◆ What is expected: Put this sentence from the passage on the post-Soviet state into Spanish: "In the 1960s, experts favored “the strong state” as a moving force of social modernization and economic development."

◆ Document excerpt:

One cannot ignore the fact that similar comments were made about postcolonial developments. In the 1960s, experts favored “the strong state” as a moving force of social modernization and economic development. This model collapsed ignominiously in Africa and elsewhere—today international financial structures and other donors are favoring the “flexible state” model.6 With civil society not developed enough in these countries, the space vacated by the state is taken by informal institutions and actors. In many cases they actually promote disintegration rather than development.
I have set myself the task of analyzing the role of the state development factor in post-Soviet transformations. Until recently this process was discussed with the help of Western development models. I shall prove below that they do not provide adequate political instruments to objectively describe the phenomenon of the post-Soviet state whose model (where its processes and structures are concerned) is much closer to postcolonial state developments. With this consideration in view one can create an analytical model to describe and study the post-Soviet state based on the postcolonial model. Georgia can serve as a testing ground.
I shall start with a concise theoretical discussion of the phenomenon of state and state development in the West and shall try to demonstrate why the corresponding conceptions cannot be applied to the post-Soviet state. This approach presents the state as a dynamic organism functioning together with other social institutions, not separate from them. The “neo-patrimonial” conception that the academic community willingly applies to the postcolonial states can serve as a model of such a state. This conception can be adequately applied to the post-Soviet state and its analysis. We have to identify the indicators to be applied to the Georgian state to empirically verify our theoretical constructs. The role of the informal, patrimonial structures in state development in Georgia can be discussed using the National Guard, its creation and the first stage of its functioning, as an example. It was one of the elements of security, the state’s key function. The latest events call for more forecasts of the republic’s future development and have made it possible to verify my model.

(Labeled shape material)
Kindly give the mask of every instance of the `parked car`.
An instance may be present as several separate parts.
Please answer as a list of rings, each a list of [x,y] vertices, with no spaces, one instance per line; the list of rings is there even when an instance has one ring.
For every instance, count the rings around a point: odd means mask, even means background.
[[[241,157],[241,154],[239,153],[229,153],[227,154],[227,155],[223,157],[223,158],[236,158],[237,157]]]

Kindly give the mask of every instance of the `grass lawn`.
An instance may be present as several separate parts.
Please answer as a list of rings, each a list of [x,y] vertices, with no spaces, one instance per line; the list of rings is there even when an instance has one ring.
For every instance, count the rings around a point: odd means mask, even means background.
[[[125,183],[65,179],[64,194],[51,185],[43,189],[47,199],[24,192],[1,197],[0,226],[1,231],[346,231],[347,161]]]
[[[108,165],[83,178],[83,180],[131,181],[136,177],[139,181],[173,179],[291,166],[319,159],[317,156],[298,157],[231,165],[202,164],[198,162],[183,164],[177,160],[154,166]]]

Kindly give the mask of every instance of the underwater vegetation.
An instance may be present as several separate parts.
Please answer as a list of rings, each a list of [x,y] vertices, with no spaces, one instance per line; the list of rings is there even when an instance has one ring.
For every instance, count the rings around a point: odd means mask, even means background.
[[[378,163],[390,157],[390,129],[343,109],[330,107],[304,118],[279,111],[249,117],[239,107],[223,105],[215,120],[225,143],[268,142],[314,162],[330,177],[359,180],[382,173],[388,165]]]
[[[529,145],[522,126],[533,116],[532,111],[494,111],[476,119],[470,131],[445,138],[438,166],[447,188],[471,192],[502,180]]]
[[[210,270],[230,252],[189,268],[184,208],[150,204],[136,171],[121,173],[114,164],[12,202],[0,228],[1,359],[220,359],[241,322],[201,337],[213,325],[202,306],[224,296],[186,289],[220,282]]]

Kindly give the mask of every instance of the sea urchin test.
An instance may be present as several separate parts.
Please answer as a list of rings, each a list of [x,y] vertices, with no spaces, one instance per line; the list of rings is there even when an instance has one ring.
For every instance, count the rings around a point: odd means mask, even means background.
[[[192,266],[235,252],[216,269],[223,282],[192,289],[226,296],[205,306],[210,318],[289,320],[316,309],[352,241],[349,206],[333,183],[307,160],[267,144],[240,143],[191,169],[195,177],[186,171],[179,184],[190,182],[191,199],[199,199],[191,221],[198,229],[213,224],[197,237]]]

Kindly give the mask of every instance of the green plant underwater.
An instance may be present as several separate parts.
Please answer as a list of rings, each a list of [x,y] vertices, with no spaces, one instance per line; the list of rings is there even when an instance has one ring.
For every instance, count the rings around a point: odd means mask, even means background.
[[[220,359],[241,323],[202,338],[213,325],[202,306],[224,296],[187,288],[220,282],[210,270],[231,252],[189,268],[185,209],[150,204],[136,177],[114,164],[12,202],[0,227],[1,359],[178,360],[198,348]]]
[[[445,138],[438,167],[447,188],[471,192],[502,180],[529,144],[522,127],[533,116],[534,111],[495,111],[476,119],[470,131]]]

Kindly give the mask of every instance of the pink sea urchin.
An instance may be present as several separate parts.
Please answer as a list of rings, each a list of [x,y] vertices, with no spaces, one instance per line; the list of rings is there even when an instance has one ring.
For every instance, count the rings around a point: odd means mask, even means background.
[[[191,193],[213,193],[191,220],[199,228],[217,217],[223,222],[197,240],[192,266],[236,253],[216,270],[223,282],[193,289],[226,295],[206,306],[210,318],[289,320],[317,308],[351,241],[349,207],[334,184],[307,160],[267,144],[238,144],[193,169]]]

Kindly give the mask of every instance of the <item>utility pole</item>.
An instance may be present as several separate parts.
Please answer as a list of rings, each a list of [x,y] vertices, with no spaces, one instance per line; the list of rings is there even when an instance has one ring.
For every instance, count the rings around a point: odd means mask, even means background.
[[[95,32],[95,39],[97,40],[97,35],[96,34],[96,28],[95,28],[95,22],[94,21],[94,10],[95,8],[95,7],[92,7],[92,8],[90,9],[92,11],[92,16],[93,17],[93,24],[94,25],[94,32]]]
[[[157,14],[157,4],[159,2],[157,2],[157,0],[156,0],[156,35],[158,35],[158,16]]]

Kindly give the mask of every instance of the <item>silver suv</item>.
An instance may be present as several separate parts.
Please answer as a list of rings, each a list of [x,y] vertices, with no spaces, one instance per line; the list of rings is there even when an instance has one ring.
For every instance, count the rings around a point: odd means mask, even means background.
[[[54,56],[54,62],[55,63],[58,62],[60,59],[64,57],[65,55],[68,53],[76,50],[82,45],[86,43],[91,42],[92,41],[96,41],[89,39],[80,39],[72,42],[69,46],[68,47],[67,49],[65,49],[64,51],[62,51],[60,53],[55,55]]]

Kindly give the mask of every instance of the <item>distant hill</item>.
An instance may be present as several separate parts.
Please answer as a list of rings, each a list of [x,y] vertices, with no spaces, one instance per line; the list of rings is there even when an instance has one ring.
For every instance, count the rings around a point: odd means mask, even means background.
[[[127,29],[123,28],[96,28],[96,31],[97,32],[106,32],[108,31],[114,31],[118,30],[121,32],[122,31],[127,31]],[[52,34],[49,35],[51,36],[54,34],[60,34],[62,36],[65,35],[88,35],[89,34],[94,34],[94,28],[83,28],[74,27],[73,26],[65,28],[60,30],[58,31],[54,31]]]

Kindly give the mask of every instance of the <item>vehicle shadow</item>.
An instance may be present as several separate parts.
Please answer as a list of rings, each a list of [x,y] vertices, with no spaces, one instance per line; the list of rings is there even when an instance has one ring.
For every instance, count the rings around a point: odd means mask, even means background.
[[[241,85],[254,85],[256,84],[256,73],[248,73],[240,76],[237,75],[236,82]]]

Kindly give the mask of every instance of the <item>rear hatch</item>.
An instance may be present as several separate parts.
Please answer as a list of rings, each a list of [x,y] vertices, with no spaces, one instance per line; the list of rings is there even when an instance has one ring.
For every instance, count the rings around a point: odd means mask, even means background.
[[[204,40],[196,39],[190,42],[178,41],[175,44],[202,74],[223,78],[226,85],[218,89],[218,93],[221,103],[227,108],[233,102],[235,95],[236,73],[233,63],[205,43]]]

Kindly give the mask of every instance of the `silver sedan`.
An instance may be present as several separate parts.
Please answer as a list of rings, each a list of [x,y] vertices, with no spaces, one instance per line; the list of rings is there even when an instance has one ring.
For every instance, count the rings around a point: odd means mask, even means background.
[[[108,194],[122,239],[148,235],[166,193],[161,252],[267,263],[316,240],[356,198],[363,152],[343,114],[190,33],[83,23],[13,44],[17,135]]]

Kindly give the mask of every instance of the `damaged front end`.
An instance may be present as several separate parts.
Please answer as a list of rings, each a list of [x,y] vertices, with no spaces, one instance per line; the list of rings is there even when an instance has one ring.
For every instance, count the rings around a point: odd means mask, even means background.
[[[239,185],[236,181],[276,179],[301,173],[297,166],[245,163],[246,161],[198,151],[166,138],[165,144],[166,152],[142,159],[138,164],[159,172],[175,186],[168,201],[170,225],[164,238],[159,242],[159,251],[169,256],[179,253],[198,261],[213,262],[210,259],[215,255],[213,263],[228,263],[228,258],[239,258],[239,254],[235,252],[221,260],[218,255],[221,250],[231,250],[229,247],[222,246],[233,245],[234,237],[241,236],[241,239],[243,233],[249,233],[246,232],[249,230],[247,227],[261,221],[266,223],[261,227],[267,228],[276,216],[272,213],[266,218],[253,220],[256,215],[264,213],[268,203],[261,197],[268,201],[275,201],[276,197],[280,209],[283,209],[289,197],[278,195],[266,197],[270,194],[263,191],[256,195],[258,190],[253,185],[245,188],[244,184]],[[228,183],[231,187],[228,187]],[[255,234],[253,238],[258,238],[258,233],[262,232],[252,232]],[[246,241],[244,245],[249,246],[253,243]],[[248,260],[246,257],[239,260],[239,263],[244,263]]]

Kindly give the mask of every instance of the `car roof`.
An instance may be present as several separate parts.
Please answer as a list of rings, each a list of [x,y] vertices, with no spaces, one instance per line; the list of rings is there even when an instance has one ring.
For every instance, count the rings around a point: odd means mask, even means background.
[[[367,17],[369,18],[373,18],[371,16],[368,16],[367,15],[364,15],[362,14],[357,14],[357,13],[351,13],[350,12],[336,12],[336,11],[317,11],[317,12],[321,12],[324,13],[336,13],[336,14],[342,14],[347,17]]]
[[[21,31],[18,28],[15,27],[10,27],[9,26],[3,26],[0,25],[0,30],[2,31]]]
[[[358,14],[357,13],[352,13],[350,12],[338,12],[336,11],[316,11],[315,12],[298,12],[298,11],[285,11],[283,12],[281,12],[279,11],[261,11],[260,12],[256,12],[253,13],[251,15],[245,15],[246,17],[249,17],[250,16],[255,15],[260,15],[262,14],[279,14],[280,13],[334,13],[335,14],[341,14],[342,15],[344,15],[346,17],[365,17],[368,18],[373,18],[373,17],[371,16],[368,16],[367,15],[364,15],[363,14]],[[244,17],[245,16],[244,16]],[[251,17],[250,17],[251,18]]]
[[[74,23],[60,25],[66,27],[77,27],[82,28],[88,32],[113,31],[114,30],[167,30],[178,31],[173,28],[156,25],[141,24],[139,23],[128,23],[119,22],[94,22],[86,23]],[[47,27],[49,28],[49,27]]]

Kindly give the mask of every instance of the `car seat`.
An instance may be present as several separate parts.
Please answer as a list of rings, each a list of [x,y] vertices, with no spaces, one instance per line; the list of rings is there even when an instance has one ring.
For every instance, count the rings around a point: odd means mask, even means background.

◆ Result below: En la década de 1960, los expertos favorecían “el Estado fuerte” como fuerza motriz de la modernización social y del desarrollo económico.